* _Collected data_
________________________

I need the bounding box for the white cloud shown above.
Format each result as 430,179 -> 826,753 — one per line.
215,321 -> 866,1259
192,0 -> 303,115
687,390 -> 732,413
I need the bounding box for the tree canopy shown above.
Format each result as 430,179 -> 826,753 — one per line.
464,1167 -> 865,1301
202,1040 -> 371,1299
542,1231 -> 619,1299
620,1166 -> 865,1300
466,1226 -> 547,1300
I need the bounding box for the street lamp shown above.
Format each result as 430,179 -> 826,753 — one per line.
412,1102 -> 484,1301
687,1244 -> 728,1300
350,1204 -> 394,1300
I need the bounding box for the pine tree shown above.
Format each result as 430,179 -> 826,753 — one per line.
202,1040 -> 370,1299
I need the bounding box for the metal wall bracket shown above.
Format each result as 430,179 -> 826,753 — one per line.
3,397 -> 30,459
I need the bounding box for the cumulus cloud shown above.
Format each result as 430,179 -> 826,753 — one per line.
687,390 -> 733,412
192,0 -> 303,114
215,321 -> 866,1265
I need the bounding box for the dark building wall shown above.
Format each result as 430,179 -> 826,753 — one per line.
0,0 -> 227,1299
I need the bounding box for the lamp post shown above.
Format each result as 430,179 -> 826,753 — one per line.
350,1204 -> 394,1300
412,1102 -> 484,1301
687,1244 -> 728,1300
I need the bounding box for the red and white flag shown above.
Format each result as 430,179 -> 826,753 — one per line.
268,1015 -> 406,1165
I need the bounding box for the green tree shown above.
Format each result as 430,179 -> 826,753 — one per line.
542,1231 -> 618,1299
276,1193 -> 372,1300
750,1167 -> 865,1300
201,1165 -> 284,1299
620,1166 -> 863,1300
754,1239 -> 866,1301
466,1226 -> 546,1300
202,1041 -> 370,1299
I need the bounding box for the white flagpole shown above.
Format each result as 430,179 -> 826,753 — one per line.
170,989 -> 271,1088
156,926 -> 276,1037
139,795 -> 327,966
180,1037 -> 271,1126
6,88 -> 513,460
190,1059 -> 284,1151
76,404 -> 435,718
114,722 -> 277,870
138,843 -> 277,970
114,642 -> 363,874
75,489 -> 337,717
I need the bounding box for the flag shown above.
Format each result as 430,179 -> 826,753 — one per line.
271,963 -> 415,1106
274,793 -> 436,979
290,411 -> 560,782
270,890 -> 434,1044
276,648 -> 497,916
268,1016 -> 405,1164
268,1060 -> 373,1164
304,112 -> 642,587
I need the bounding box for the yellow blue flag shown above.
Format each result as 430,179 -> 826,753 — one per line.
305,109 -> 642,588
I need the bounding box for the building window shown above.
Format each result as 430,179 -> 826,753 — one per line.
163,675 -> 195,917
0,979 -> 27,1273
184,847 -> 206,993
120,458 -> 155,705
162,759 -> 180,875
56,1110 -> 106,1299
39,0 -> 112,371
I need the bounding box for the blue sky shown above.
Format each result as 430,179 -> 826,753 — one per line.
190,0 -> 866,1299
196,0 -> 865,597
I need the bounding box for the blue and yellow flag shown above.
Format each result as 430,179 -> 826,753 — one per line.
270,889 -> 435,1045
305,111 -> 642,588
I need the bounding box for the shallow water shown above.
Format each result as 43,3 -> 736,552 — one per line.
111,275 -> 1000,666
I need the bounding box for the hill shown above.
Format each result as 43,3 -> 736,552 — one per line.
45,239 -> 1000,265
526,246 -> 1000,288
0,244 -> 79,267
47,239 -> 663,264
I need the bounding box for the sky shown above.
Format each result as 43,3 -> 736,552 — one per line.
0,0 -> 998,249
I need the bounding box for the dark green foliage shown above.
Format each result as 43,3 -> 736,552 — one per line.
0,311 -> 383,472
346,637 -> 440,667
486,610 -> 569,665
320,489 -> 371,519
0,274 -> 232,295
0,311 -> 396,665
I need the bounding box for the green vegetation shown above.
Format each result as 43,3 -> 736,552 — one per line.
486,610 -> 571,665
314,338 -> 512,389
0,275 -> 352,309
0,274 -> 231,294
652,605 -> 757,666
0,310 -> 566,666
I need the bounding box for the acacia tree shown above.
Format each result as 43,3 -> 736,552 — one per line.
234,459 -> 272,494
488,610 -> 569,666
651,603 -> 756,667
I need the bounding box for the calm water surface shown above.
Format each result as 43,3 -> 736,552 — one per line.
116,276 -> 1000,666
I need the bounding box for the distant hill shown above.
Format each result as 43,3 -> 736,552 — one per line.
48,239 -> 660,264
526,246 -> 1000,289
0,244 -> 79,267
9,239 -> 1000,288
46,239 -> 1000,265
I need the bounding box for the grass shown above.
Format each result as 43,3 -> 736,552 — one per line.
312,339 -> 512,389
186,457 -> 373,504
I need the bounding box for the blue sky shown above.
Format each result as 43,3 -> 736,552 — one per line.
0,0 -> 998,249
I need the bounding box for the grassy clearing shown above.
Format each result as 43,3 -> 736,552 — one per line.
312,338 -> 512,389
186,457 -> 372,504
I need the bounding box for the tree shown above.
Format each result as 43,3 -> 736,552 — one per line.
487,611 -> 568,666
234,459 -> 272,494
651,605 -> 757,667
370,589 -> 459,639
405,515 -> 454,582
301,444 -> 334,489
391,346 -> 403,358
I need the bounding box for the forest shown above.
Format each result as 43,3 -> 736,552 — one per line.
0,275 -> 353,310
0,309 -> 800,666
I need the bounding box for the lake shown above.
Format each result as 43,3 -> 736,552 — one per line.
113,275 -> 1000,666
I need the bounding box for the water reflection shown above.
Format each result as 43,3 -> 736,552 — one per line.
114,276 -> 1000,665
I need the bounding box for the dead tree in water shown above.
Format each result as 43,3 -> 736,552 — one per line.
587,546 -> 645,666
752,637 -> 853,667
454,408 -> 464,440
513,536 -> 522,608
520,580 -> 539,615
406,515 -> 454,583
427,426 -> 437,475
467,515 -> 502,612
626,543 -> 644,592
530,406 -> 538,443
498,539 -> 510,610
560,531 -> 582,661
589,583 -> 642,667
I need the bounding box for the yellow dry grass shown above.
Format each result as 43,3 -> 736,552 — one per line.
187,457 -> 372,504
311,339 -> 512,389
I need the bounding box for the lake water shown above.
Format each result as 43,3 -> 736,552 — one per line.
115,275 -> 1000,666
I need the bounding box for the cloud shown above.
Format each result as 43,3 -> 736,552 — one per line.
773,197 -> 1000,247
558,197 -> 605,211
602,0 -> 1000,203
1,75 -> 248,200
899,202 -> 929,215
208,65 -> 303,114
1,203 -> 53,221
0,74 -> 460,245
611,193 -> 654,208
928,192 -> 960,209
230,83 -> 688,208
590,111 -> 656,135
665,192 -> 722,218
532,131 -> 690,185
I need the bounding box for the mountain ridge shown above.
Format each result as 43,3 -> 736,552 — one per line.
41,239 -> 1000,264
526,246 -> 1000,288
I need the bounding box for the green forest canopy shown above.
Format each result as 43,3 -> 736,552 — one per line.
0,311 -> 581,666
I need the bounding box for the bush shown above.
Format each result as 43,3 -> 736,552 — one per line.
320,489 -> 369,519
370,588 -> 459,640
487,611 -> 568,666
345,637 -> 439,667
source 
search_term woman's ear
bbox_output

________________________

* _YOUR OBJECTIVE_
In the data above, count the lines where the word "forest" appears; reply with the number only.

* _WRITTEN REPLY_
2